### Task to complete
Omit every picture and output the rest of the records exactly as they are.

### Information shown
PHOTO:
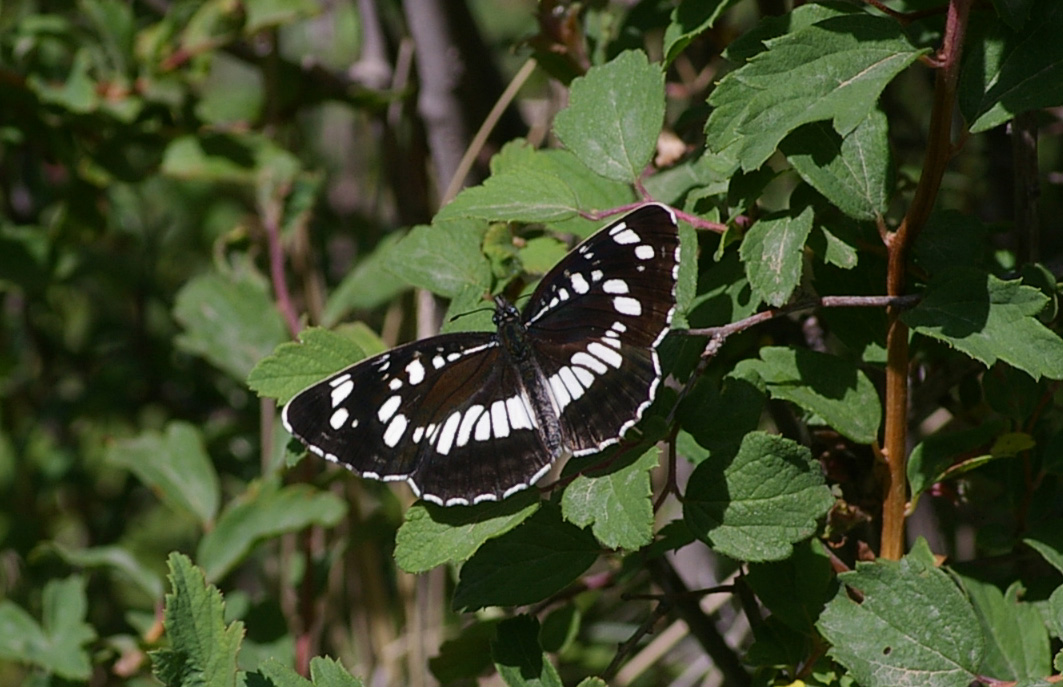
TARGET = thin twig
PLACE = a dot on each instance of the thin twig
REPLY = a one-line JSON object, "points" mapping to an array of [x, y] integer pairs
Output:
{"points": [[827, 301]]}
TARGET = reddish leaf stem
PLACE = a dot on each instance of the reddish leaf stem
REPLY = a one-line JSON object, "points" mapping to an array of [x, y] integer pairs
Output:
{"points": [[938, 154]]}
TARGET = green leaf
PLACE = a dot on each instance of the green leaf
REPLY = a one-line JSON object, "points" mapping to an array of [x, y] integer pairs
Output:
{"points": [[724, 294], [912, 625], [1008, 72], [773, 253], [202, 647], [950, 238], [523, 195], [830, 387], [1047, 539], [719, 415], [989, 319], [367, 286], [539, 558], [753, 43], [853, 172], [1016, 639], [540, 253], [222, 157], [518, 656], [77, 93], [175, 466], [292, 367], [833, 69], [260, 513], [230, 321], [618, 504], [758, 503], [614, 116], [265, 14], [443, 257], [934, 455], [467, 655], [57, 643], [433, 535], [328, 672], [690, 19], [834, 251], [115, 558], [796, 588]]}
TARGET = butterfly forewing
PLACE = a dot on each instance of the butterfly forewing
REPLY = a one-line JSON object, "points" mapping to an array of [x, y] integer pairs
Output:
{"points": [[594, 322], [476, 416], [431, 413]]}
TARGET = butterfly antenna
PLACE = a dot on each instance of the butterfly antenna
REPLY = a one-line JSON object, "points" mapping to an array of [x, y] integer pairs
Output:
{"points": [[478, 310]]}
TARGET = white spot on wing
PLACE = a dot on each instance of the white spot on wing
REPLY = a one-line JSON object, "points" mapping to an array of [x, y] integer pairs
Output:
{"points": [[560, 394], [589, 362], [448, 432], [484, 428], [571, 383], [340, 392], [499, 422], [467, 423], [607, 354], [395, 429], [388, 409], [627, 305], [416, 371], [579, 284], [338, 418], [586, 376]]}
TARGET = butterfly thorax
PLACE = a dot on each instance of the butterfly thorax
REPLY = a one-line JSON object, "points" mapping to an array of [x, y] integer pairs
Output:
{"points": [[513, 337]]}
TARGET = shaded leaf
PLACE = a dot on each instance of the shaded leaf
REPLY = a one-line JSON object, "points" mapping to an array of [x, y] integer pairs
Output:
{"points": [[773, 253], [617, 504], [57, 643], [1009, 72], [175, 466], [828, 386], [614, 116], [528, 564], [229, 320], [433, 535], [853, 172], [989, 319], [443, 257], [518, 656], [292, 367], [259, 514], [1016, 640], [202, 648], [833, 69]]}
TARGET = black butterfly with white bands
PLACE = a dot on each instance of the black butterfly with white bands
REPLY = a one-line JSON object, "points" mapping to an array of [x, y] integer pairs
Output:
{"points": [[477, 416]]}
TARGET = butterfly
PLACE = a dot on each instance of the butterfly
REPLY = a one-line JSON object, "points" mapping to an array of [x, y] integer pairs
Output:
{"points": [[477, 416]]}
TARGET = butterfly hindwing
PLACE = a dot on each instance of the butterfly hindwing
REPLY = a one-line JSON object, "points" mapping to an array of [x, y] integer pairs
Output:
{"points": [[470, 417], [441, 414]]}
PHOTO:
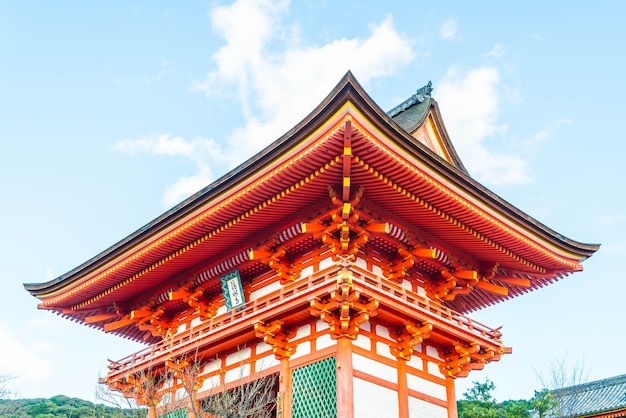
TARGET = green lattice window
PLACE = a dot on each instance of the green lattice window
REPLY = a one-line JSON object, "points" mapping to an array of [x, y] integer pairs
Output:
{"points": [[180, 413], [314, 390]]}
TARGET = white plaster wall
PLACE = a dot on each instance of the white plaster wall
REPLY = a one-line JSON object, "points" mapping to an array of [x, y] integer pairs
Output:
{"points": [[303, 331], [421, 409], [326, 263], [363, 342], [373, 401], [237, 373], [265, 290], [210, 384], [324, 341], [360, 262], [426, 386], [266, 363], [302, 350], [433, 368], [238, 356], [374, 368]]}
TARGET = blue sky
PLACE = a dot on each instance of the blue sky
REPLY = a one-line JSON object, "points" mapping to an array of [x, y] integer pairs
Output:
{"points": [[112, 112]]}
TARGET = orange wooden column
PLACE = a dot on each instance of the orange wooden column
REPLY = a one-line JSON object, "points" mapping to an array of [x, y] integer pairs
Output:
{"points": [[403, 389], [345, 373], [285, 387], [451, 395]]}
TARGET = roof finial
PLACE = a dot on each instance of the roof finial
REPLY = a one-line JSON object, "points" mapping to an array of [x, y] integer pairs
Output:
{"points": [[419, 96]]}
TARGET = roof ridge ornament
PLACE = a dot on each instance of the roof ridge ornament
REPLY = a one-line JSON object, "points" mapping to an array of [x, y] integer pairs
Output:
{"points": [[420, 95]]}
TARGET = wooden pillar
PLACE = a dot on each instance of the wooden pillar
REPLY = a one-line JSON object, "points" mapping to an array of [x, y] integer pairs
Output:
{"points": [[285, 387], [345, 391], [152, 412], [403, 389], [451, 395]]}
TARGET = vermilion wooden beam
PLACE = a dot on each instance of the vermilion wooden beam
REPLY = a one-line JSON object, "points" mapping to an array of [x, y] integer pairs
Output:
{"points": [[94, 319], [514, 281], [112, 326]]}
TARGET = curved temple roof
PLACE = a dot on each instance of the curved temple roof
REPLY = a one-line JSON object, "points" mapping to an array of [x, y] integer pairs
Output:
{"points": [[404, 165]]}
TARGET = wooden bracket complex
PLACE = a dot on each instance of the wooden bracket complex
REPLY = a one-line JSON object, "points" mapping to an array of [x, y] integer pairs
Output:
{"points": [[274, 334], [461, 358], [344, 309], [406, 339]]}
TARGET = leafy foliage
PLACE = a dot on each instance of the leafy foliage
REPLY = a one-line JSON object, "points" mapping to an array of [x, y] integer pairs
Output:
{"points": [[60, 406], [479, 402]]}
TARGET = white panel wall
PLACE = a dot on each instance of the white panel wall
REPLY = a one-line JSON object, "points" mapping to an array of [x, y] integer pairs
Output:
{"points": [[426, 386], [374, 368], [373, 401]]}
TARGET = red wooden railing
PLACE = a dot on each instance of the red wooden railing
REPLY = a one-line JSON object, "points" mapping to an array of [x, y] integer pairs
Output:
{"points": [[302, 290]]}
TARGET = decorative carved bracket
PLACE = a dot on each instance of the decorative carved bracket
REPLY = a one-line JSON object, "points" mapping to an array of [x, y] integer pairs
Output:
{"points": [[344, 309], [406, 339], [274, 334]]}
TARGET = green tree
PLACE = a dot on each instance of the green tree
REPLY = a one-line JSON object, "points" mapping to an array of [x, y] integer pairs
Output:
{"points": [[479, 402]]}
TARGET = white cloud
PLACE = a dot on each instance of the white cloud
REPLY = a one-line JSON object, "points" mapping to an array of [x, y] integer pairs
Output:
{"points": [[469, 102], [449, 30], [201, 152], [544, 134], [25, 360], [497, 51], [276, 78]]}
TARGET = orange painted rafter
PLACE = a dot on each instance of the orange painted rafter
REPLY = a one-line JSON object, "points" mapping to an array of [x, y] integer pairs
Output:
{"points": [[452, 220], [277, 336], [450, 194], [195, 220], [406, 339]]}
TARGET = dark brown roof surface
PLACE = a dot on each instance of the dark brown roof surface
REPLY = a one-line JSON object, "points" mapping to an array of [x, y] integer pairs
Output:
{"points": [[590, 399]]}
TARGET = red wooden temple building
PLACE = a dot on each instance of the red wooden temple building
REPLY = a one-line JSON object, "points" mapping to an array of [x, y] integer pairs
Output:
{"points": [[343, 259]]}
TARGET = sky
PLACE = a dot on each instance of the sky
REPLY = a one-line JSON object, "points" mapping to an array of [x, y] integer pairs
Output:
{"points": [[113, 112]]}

### Finished answer
PHOTO:
TARGET = thin twig
PLACE = a dot on each instance of the thin twig
REPLY = a one-line JSON object, "points" mapping to an array of [x, y] integer pairs
Output:
{"points": [[827, 301]]}
TARGET = reddish leaf stem
PLACE = a dot on each instance of the reddish leaf stem
REPLY = a one-line JSON object, "points" mapping to an array of [x, y] integer pairs
Output:
{"points": [[938, 154]]}
TARGET = green leaf
PLACE = a dot on each instance of the green leaf
REPLY = a one-line JSON object, "points" mapping to an array of [x, y] integer pairs
Output:
{"points": [[724, 294], [912, 625], [1008, 72], [773, 253], [202, 647], [950, 238], [523, 195], [830, 387], [1047, 539], [719, 415], [989, 319], [367, 286], [539, 558], [753, 43], [853, 172], [1016, 639], [540, 253], [222, 157], [518, 656], [77, 93], [175, 466], [292, 367], [833, 69], [260, 513], [230, 321], [618, 504], [758, 503], [614, 116], [265, 14], [443, 257], [934, 455], [467, 655], [57, 643], [433, 535], [328, 672], [690, 19], [834, 251], [115, 558], [796, 588]]}
TARGET = butterfly forewing
PLACE = a dot on each instance of the butterfly forewing
REPLY = a one-line JSON object, "points" mapping to an array of [x, y] integer pairs
Output:
{"points": [[594, 322], [476, 416], [431, 413]]}
TARGET = butterfly antenna
PLACE = a dot on each instance of the butterfly antenna
REPLY = a one-line JSON object, "points" mapping to an array of [x, y] integer pairs
Output:
{"points": [[478, 310]]}
TARGET = white spot on wing
PLACE = a dot on each instance of the white spot on wing
REPLY = a one-line JSON object, "points" mapping to an array of [x, y] integer pairs
Output:
{"points": [[560, 394], [589, 362], [448, 432], [484, 428], [571, 383], [340, 392], [499, 422], [467, 423], [607, 354], [395, 429], [388, 409], [627, 305], [416, 371], [579, 284], [338, 418], [586, 376]]}
TARGET = butterfly thorax
PLACE = a dot on each instance of the butterfly thorax
REPLY = a one-line JSON object, "points" mapping to an array of [x, y] integer pairs
Output:
{"points": [[513, 337]]}
TARGET = shaded leaf
PLACE = a dot on each instance of the shaded leaf
REPLY = a one-line JSON object, "points" mapping to an array of [x, y] integer pairs
Output:
{"points": [[773, 253], [617, 504], [57, 643], [1009, 72], [175, 466], [828, 386], [614, 116], [528, 564], [229, 320], [433, 535], [853, 172], [989, 319], [443, 257], [518, 656], [292, 367], [259, 514], [1016, 640], [202, 648], [833, 69]]}
TARGET = black butterfly with white bands
PLACE = a dot on each instance of the black butterfly with white bands
REPLY = a one-line JSON object, "points" mapping to an array of [x, y] integer pairs
Output:
{"points": [[477, 416]]}
TARGET = butterfly
PLACE = a dot on each instance of the butterfly
REPLY = a one-line JSON object, "points" mapping to an array of [x, y] integer pairs
Output:
{"points": [[477, 416]]}
TARGET = butterfly hindwing
PLACE = a dot on each instance of the butterfly hindwing
REPLY = a one-line JSON object, "points" mapping to an array of [x, y] integer pairs
Output:
{"points": [[470, 417], [441, 414]]}
PHOTO:
TARGET = green lattice window
PLACE = a dot on each instance of the green lattice window
REPLY = a one-line JSON object, "points" mapping to an array of [x, y] integer pairs
Output:
{"points": [[180, 413], [314, 390]]}
TARGET = white plaster wall
PLACE = a dot on each instance of the white plaster wall
REPLY = a one-line JSON object, "points" mapping to an array of [x, y] integer pairs
Output:
{"points": [[303, 331], [421, 409], [326, 263], [363, 342], [373, 401], [237, 373], [265, 290], [210, 384], [324, 341], [360, 262], [426, 386], [266, 363], [302, 350], [433, 368], [238, 356], [374, 368]]}
TARGET = blue sky
PLACE = a dot on each instance of the blue sky
REPLY = a one-line JSON object, "points" mapping to an array of [x, y] integer pairs
Output:
{"points": [[112, 112]]}
TARGET = orange wooden column
PLACE = a dot on each instance of the orange wooden column
REPLY = a one-line JSON object, "points" mapping to an array of [x, y] integer pairs
Output:
{"points": [[403, 389], [345, 373], [285, 387], [451, 395]]}
TARGET = roof finial
PLACE = a dot on each instance of the roof finial
REPLY = a one-line JSON object, "points" mapping to an array of [x, y] integer pairs
Output:
{"points": [[419, 96]]}
TARGET = roof ridge ornament
PLACE = a dot on each instance of the roof ridge ornament
REPLY = a one-line JSON object, "points" mapping to an array of [x, y] integer pairs
Output:
{"points": [[420, 95]]}
TARGET = wooden pillar
PLACE = a dot on each instance of the wooden pillar
REPLY = a one-line JSON object, "points" mapping to an array of [x, y] integer pairs
Output:
{"points": [[285, 387], [345, 391], [152, 412], [403, 389], [451, 395]]}
TARGET = vermilion wooden beam
PLACE = a dot on each instance of the vermilion wooden beam
REPLY = a one-line JSON object, "points" mapping to an array of [x, y] integer pairs
Output:
{"points": [[94, 319], [514, 281], [112, 326]]}
TARGET = curved temple roof
PLACE = a dot on each instance of the curved temple roof
REPLY = a one-line JSON object, "points" mapping to an array of [x, y] integer pairs
Output:
{"points": [[404, 165]]}
TARGET = wooden bracket complex
PLACE = a dot on each instance of the wooden bracket complex
REPLY = a one-line JSON object, "points" mapping to an array of [x, y] integer pairs
Output:
{"points": [[274, 334], [461, 358], [344, 309], [406, 339]]}
TARGET = leafy foliage
PLACE = a dot on each instance of the leafy foliage
REPLY = a one-line JSON object, "points" mapping to an array of [x, y] integer pairs
Output:
{"points": [[60, 406], [479, 402]]}
TARGET = white panel wall
PLACE = a dot on each instance of the white panel wall
REPLY = a one-line JSON object, "points" mapping to an array of [x, y] integer pairs
Output:
{"points": [[426, 386], [374, 368], [373, 401]]}
TARGET = red wooden railing
PLACE = a dot on each instance of the red wooden railing
REPLY = a one-line JSON object, "points" mapping to an array of [x, y] integer pairs
Output:
{"points": [[302, 290]]}
TARGET = decorative carved bracket
PLACE = a dot on each instance of the decorative carved bracket
REPLY = a one-line JSON object, "points" mapping to an array of [x, y] integer pairs
Output:
{"points": [[344, 309], [406, 339], [274, 334]]}
TARGET = green tree
PLACE = a dot on each instance of the green tree
REPLY = a one-line JSON object, "points" mapping to an array of [x, y] integer pairs
Output:
{"points": [[479, 402]]}
TARGET = white cloud
PLACE = a dot on each instance of the white cloud
REPLY = a one-line JSON object, "points" mapping to an array of [x, y] integer pairs
Output:
{"points": [[469, 102], [449, 30], [201, 152], [544, 134], [25, 360], [497, 51], [276, 78]]}
TARGET = orange painted rafter
PLACE = a dot on each instance of the orange painted rafter
REPLY = a one-line JSON object, "points" mapping to an array of [x, y] integer pairs
Output:
{"points": [[452, 220], [277, 336], [450, 194], [195, 220], [406, 339]]}
TARGET = dark brown roof surface
PLACE = a dot on each instance of the dark brown roof surface
REPLY = a one-line JSON object, "points" mapping to an array of [x, y] integer pairs
Output:
{"points": [[590, 399]]}
TARGET = red wooden temple building
PLACE = a dot on each instance of the red wooden temple building
REPLY = a one-line JSON object, "points" mapping to an array of [x, y] integer pairs
Output:
{"points": [[343, 259]]}
TARGET = sky
PLACE = a dot on each instance of the sky
REPLY = a one-line JSON object, "points" mapping to an array of [x, y] integer pairs
Output:
{"points": [[113, 112]]}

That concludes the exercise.